==== Stored records ====

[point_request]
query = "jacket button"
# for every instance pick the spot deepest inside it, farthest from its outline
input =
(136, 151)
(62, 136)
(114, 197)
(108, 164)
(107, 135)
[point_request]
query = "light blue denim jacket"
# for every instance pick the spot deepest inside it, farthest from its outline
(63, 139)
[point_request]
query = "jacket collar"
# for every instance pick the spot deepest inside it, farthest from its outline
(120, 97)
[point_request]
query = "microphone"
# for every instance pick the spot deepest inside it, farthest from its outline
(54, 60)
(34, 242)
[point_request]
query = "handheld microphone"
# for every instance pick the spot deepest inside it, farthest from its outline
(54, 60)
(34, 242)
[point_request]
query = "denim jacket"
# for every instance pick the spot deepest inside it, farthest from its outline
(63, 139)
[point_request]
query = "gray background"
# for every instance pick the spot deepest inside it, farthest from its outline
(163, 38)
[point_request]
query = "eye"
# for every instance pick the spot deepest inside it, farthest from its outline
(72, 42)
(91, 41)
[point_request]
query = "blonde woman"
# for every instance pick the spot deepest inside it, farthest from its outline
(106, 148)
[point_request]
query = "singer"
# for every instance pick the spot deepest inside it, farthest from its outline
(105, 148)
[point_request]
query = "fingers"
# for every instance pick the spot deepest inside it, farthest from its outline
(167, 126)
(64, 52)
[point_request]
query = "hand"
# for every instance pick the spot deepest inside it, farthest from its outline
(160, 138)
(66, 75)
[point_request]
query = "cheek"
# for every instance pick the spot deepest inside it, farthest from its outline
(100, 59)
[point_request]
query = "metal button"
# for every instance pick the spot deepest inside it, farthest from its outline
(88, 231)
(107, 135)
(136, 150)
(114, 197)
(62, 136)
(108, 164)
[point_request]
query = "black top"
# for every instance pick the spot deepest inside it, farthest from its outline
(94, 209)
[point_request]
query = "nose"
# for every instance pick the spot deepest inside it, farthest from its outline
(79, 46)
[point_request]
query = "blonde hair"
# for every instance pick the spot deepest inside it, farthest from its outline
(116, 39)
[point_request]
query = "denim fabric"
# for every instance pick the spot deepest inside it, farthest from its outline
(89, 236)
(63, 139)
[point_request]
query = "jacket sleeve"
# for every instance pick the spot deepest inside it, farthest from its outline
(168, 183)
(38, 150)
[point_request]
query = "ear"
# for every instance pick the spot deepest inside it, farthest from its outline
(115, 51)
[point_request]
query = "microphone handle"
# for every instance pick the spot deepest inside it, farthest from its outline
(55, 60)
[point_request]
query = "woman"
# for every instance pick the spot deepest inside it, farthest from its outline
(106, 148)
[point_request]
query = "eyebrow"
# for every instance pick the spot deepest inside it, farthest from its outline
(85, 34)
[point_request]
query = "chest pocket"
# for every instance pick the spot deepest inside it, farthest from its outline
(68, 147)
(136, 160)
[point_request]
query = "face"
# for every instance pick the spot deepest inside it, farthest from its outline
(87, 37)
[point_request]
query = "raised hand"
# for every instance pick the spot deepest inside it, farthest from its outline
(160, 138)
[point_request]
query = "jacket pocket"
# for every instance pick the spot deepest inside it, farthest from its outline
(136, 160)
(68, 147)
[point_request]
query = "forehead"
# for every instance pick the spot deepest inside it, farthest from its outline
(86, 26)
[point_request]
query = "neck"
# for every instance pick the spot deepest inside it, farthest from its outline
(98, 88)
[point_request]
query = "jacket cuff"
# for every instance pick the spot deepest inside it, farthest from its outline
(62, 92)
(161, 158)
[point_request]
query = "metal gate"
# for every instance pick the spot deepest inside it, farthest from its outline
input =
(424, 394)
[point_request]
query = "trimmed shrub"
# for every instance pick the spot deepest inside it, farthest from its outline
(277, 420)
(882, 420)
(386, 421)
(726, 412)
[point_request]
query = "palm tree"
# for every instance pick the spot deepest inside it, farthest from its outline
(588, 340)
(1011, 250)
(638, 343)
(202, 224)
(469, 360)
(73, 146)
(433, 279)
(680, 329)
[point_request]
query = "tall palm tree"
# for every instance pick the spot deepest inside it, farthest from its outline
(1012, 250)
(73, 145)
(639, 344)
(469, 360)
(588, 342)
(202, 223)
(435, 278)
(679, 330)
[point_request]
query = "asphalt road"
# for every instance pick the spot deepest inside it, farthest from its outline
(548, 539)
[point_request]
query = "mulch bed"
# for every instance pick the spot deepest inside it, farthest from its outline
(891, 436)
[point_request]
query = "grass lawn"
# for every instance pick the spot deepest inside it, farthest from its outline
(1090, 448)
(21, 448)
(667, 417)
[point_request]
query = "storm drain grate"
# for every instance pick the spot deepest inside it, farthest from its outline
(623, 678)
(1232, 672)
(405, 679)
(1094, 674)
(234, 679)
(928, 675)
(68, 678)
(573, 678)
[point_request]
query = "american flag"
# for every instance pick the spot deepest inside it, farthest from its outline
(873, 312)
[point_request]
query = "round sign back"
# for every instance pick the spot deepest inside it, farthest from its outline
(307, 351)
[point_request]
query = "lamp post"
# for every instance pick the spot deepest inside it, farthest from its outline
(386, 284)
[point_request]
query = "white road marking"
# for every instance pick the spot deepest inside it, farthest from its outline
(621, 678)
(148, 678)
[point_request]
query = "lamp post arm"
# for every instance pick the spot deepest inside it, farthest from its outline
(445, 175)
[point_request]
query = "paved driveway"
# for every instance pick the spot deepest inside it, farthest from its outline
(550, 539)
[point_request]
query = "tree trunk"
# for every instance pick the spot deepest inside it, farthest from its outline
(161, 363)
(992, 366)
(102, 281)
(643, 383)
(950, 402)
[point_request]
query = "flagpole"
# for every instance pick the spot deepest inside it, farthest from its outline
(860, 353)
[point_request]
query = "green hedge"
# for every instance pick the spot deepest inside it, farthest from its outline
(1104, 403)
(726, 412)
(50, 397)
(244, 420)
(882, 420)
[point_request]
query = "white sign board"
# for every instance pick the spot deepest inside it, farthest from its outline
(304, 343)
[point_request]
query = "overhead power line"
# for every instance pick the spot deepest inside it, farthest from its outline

====

What is required
Copy out the full listing exactly.

Output of the task
[point_request]
query = "jacket button"
# for every instance pick the spot deepest inside it, farthest from its outline
input =
(136, 151)
(62, 136)
(114, 197)
(108, 164)
(107, 135)
[point_request]
query = "light blue denim jacket"
# for every instance pick the spot deepest inside it, farthest from its outline
(63, 139)
[point_request]
query = "jacket collar"
# for every instance pick the spot deepest inside it, farthest from its outline
(120, 97)
[point_request]
query = "microphone"
# for every instance pick the spot deepest inside it, farthest from its outline
(54, 60)
(34, 242)
[point_request]
query = "handheld microphone"
# for every instance pick the spot deepest inside it, farthest from its outline
(54, 60)
(34, 242)
[point_request]
query = "denim jacket"
# for every instance pick the spot deepest inside it, farthest from its outline
(63, 139)
[point_request]
query = "gray background"
# for every instance pick the spot deepest inside it, farthest from its outline
(163, 38)
[point_request]
query = "eye"
# for every instance pick the spot deepest inside it, farthest from its outline
(72, 42)
(91, 41)
[point_request]
query = "blonde woman"
# for every instance pick the spot deepest inside it, farthest from its outline
(106, 148)
[point_request]
query = "singer"
# for every instance pick the spot deepest inside it, farthest from its outline
(105, 148)
[point_request]
query = "fingers"
# for every instance pick the spot deepest inside it, farthest from its outline
(167, 126)
(64, 52)
[point_request]
query = "hand"
# for every instance pick the spot deepest inside it, farthest from its outline
(160, 138)
(66, 75)
[point_request]
query = "cheek"
# for every instance pick the spot deepest inside it, farthest from its outline
(100, 59)
[point_request]
query = "metal button"
# for every instance pick the spot deepest inside it, farthest from its outline
(88, 231)
(107, 135)
(136, 150)
(114, 197)
(62, 136)
(108, 164)
[point_request]
query = "black top"
# for every instance pick the spot deepest inside it, farthest from its outline
(94, 209)
[point_request]
query = "nose"
# for every instance pick the spot deepest inside it, farthest from its outline
(79, 46)
[point_request]
query = "blonde hair"
# for every instance pick the spot deepest inside it, farthest from its outline
(116, 39)
[point_request]
query = "denim fabric"
# for every instance pick the spot deepest inside it, farthest from its outline
(89, 236)
(63, 139)
[point_request]
query = "jacket sleeve"
# for every instance pick the spot deepest inside it, farthest from its outline
(168, 183)
(38, 150)
[point_request]
query = "ear"
# for every instance pick the spot deepest inside it, farthest from its outline
(115, 51)
[point_request]
query = "microphone handle"
# for every instance pick the spot deepest inside it, farthest from its outline
(55, 60)
[point_request]
query = "woman"
# for every instance pick the spot deepest inside it, farthest from its outline
(106, 148)
[point_request]
query = "eyebrow"
# for every instance pick the spot deepest inside it, farthest from its outline
(85, 34)
[point_request]
query = "chest pocket"
# for every instance pick the spot deepest inside it, farthest from its outline
(68, 147)
(136, 160)
[point_request]
query = "face"
# for every instance pick the spot deepest inside it, farthest from its outline
(87, 37)
[point_request]
query = "raised hand"
# for every instance pick the spot deepest inside it, farthest from its outline
(160, 138)
[point_request]
query = "jacket pocket"
# for every instance pick the spot deepest inside it, farthest from its outline
(136, 160)
(68, 147)
[point_request]
query = "forehead"
# for every instance pick the spot deepest inside it, farthest from its outline
(86, 26)
[point_request]
query = "neck"
# for every instance pick the spot deepest inside it, farthest from its outline
(98, 88)
[point_request]
query = "jacket cuff"
# for every instance pick the spot deepest inside it, farthest from its outline
(62, 92)
(161, 158)
[point_request]
query = "metal gate"
# for every instance pick the spot deepest inside it, farthest from its outline
input =
(424, 394)
[point_request]
query = "trimmed shrub"
# for every instance pick the spot deepest inside it, farthest from its outline
(277, 420)
(882, 420)
(386, 421)
(726, 412)
[point_request]
query = "palm tree"
# for every instance pick the spot deepest inside it, farthest from its outline
(588, 340)
(1011, 250)
(638, 343)
(202, 224)
(469, 360)
(73, 146)
(433, 279)
(680, 329)
[point_request]
query = "tall palm tree"
# for every instance pick the spot deepest inside it, farthest from its outline
(1012, 250)
(73, 145)
(639, 344)
(469, 360)
(588, 342)
(202, 223)
(435, 278)
(679, 330)
[point_request]
query = "asphalt road"
# for every instance pick the spot deepest inside it, farthest from its outline
(548, 539)
[point_request]
query = "mulch bed"
# for every instance pick the spot deepest inside it, farthest from its outline
(891, 436)
[point_request]
query = "grass lawn"
# for every instance pick the spot deepest inside it, farthest from its outline
(1090, 448)
(21, 448)
(667, 417)
[point_request]
query = "storm drain grate"
# for every instance pick the spot deepest inside it, farthest from its outline
(623, 678)
(1232, 672)
(405, 679)
(1094, 674)
(234, 679)
(928, 675)
(68, 678)
(573, 678)
[point_request]
query = "american flag"
# for every instance pick the spot deepest inside it, farthest from its outline
(873, 312)
[point_request]
query = "round sign back"
# for every instance pick the spot deepest inside it, farthest from its outline
(307, 351)
[point_request]
query = "lamp post"
# for every instance pick the spot deepest inside it, farthest from its outline
(386, 284)
[point_request]
query = "white road marking"
# for every instance pick the spot deepest inside it, farthest from its outline
(621, 678)
(148, 678)
[point_request]
query = "lamp post arm"
# for every instance pick the spot deepest inside it, farthest from its outline
(445, 175)
[point_request]
query = "paved driveway"
# for every instance pick the spot deepest inside it, farthest from its outline
(550, 539)
[point_request]
query = "tree trunk"
# for every instance pick the spot deepest inside it, farthest from its outline
(161, 363)
(992, 366)
(102, 281)
(643, 383)
(950, 402)
[point_request]
query = "flagpole"
# for every instance pick the spot deepest inside it, farthest from its outline
(860, 353)
[point_request]
query = "green hedge"
# for every instance pick the spot deepest inside it, farthest from its outline
(1104, 403)
(726, 412)
(50, 397)
(244, 420)
(882, 420)
[point_request]
query = "white sign board"
# for every instance pick the spot deepest inside it, farthest from its outline
(304, 343)
[point_request]
query = "overhead power line"
# for every instance pick the spot deepest inside it, farthest from its outline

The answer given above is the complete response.